In [1]:
#list of libraries imported
import csv                              
from sklearn.svm import LinearSVC
from nltk.classify import SklearnClassifier
from random import shuffle
#machine learning library for support vector machine
from sklearn.pipeline import Pipeline                           #used for training and validating the classifier
from sklearn.metrics import accuracy_score                      #used to find accuracy
from sklearn.metrics import precision_recall_fscore_support     #used to find precision, recall, fscore
import nltk
import numpy as np                                              
import string
nltk.download('stopwords')
nltk.download('wordnet')
from nltk.corpus import stopwords                               #used for preprocessing
from nltk.stem import WordNetLemmatizer                         #used for preprocessing

[nltk_data] Downloading package stopwords to /root/nltk_data...
[nltk_data]   Unzipping corpora/stopwords.zip.
[nltk_data] Downloading package wordnet to /root/nltk_data...
[nltk_data]   Unzipping corpora/wordnet.zip.


In [2]:
# load data from a file and append it to the rawData
def loadData(path, Text=None):  
    with open(path) as f:
        reader = csv.reader(f, delimiter='\t')
        next(reader)
        for line in reader:
          #used product_ID, product_title, review_title as extra features
            (Id, product_ID, product_title, review_title, Text, Label) = parseReview(line)
            rawData.append((Id, product_ID, product_title, review_title, Text, Label)) #rawData.append((Id, preProcess(Text), Label))
            
        
def splitData(percentage):
    # A method to split the data between trainData and testData 
    dataSamples = len(rawData)
    #to find half of data
    halfOfData = int(len(rawData)/2)
    #to find training samples
    trainingSamples = int((percentage*dataSamples)/2)
    #splitting of trainData
    for (_, product_ID, product_title, review_title, Text, Label) in rawData[:trainingSamples] + rawData[halfOfData:halfOfData+trainingSamples]:
        trainData.append((toFeatureVector(product_ID, product_title, review_title, preProcess(Text)),Label))
    #splitting of testData    
    for (_, product_ID, product_title, review_title, Text, Label) in rawData[trainingSamples:halfOfData] + rawData[halfOfData+trainingSamples:]:
        testData.append((toFeatureVector(product_ID, product_title, review_title, preProcess(Text)),Label))

• _MATERIAL FOR THIS TASK_:
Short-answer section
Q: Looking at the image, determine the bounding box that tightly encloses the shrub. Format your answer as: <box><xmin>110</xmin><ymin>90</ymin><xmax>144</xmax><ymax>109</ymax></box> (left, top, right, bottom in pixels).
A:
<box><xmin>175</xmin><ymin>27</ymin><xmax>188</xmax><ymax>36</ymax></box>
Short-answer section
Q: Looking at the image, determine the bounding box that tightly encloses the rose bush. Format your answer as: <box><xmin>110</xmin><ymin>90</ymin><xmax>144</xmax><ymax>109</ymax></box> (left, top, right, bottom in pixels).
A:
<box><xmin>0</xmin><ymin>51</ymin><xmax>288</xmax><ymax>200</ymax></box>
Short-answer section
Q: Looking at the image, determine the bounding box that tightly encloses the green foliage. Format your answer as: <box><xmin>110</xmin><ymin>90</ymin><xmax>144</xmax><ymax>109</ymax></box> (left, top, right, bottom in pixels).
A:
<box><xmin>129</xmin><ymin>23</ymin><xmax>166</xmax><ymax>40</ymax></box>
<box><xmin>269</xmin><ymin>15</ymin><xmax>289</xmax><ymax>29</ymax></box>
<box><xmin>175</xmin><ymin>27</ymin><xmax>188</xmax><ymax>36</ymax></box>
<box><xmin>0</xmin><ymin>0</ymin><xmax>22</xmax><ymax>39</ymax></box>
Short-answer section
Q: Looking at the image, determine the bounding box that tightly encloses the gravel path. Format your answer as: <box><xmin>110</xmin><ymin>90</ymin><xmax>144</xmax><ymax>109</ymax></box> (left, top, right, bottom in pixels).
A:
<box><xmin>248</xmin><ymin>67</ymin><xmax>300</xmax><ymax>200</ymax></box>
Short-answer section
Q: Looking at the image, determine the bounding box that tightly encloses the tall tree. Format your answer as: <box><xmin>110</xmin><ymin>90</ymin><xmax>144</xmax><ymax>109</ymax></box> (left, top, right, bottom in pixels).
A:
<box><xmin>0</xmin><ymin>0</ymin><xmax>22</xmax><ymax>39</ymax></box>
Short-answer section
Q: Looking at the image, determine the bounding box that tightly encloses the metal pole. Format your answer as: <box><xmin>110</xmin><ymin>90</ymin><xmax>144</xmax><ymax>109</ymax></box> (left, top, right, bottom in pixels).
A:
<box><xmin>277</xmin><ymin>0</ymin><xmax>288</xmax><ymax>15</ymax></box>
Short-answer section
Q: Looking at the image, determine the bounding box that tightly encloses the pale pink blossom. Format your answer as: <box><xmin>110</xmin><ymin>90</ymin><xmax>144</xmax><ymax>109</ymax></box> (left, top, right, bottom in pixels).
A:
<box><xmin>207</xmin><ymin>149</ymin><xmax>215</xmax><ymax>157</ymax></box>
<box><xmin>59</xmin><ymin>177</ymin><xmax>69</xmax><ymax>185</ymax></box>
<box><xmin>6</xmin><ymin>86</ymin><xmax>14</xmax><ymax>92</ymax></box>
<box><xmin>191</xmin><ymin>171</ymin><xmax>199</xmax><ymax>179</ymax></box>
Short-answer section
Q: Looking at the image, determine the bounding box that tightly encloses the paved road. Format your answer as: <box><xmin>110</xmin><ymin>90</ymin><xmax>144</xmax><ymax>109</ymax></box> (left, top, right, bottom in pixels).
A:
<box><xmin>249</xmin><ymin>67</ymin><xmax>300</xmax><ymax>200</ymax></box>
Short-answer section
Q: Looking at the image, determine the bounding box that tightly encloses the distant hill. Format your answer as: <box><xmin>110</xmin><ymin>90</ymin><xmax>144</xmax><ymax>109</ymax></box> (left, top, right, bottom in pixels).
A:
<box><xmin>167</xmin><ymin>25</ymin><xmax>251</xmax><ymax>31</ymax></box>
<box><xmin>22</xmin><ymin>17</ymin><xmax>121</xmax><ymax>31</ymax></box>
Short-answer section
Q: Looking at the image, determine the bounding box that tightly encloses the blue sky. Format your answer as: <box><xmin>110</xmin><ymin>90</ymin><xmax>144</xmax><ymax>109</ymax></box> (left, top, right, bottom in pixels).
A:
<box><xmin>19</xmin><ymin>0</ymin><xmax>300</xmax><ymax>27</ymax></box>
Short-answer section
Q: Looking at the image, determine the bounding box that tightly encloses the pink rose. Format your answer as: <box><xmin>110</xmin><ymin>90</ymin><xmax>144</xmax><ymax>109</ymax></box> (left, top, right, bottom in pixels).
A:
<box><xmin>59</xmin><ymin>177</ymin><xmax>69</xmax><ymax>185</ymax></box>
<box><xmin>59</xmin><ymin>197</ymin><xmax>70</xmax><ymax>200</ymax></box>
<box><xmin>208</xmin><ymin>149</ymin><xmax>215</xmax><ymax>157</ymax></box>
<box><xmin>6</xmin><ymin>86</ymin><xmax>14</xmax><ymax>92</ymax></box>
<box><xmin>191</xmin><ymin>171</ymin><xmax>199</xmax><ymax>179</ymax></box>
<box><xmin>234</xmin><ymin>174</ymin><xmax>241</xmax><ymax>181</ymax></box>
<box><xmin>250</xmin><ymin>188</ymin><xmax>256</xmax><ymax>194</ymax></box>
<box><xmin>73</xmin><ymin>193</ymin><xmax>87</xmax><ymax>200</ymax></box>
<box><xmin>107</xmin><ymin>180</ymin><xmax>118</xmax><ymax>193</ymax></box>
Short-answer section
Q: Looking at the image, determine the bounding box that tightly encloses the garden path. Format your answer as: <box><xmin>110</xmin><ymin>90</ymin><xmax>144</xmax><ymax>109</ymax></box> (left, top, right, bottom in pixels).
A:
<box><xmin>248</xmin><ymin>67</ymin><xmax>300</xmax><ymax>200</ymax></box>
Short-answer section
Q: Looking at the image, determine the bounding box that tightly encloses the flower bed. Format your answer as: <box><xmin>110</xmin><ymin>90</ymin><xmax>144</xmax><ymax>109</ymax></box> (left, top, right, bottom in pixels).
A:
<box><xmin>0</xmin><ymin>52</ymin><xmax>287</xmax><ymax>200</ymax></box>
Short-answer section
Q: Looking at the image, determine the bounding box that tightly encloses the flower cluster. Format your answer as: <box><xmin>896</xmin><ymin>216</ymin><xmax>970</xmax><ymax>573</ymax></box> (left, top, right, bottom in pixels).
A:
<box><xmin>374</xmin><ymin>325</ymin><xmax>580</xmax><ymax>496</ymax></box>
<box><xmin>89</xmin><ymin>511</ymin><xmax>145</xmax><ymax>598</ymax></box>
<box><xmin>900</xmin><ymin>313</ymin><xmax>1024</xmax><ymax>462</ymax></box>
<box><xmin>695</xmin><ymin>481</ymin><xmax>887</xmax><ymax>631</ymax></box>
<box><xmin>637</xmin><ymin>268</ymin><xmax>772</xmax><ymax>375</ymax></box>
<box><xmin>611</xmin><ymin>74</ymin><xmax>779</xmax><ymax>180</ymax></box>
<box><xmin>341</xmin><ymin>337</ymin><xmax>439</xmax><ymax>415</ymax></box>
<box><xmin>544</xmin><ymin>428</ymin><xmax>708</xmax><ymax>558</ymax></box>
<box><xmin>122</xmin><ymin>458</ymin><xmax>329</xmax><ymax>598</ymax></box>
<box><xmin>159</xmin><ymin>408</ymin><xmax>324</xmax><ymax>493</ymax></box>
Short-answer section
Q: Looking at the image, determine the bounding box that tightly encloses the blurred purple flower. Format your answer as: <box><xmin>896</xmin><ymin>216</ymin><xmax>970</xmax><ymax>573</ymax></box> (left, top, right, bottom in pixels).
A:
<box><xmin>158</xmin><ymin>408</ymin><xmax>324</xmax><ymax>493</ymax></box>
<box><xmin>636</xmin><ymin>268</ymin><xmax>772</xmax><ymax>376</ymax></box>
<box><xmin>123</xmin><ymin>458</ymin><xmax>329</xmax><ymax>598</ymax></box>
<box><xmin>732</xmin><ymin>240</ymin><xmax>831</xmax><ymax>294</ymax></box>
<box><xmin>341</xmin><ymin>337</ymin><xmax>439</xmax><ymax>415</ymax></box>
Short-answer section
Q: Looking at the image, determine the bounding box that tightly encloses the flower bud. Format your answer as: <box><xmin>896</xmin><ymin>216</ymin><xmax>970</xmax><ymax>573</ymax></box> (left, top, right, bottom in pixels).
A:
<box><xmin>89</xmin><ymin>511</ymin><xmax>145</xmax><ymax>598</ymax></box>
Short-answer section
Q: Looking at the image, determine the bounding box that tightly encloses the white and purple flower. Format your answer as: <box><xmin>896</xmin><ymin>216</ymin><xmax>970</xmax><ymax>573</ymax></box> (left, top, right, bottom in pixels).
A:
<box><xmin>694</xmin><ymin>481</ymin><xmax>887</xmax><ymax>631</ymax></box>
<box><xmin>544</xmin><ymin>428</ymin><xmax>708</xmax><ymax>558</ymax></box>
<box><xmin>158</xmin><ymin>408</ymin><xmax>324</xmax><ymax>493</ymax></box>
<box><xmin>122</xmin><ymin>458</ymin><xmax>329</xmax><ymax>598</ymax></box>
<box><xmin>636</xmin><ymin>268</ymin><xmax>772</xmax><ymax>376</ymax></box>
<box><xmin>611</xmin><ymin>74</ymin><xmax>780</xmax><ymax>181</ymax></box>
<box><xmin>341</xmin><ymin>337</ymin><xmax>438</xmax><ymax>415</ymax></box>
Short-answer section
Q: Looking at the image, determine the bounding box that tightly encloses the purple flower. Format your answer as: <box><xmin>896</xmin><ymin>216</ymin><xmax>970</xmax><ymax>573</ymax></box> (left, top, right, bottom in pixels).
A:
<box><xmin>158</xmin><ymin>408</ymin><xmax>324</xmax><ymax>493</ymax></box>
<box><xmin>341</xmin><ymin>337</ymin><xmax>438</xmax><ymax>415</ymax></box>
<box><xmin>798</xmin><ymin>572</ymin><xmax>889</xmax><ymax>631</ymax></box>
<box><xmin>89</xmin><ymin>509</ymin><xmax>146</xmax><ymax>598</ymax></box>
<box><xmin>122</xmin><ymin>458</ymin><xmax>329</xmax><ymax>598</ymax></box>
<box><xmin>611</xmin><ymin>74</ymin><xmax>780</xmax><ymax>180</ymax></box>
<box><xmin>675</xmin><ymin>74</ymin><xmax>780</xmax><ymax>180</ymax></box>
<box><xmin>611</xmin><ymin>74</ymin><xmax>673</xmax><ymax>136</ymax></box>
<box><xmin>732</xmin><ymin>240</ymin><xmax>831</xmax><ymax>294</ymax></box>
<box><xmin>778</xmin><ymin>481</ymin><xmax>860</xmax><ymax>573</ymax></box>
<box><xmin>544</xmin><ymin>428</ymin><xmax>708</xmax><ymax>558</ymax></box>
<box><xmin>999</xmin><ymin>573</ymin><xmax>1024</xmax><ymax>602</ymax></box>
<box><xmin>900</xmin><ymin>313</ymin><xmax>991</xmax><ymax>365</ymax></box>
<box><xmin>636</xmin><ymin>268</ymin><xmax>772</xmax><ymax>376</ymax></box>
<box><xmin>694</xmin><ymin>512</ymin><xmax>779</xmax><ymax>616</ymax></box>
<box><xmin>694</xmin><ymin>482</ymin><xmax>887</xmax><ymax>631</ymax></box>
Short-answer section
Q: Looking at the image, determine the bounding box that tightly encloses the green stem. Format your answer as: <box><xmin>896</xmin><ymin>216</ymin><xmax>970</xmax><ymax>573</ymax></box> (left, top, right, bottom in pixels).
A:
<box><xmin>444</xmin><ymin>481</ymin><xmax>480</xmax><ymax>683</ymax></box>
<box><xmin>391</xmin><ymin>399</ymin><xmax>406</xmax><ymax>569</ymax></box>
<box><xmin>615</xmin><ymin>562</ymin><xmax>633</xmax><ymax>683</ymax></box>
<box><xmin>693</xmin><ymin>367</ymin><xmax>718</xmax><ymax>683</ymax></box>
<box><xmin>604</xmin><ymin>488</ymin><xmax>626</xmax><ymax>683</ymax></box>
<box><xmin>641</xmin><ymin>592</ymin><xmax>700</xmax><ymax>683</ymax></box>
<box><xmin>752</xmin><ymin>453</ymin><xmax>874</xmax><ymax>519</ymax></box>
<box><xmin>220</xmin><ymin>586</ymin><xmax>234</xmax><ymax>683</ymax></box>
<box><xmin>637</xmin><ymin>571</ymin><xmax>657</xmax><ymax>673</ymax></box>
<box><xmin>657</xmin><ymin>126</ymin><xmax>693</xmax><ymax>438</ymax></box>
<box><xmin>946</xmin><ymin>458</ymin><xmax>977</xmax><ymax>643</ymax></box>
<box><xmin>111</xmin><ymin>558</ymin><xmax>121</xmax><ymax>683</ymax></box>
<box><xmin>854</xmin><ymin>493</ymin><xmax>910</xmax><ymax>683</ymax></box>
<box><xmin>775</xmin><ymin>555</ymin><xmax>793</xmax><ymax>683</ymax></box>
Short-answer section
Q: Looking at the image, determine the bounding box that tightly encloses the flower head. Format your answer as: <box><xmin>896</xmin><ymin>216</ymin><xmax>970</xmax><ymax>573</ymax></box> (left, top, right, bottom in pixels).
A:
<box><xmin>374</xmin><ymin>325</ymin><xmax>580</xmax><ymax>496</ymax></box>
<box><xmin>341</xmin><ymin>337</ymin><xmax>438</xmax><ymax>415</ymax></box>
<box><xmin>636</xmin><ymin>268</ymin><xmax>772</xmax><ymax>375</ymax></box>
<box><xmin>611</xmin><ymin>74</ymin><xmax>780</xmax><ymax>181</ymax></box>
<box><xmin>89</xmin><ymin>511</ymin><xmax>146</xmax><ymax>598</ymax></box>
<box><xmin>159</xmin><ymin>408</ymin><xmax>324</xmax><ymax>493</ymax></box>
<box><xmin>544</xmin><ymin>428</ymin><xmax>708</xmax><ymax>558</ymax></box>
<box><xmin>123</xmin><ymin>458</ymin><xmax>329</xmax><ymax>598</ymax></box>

• _CHALLENGE 1_:
Set down the stretch of the notebook code from "nltk.download('wordnet')" through "stopwords to /root/nltk_data..." word for word.
• _CHALLENGE 2_:
Return each line of the entries that contains the string "rose", treating uppercase and lowercase as different.
The notebook code and the entries are unrelated to each other.

• _CORRECT RESPONSE 1_:
nltk.download('wordnet')
from nltk.corpus import stopwords                               #used for preprocessing
from nltk.stem import WordNetLemmatizer                         #used for preprocessing

[nltk_data] Downloading package stopwords to /root/nltk_data...

• _CORRECT RESPONSE 2_:
Q: Looking at the image, determine the bounding box that tightly encloses the rose bush. Format your answer as: <box><xmin>110</xmin><ymin>90</ymin><xmax>144</xmax><ymax>109</ymax></box> (left, top, right, bottom in pixels).
Q: Looking at the image, determine the bounding box that tightly encloses the pink rose. Format your answer as: <box><xmin>110</xmin><ymin>90</ymin><xmax>144</xmax><ymax>109</ymax></box> (left, top, right, bottom in pixels).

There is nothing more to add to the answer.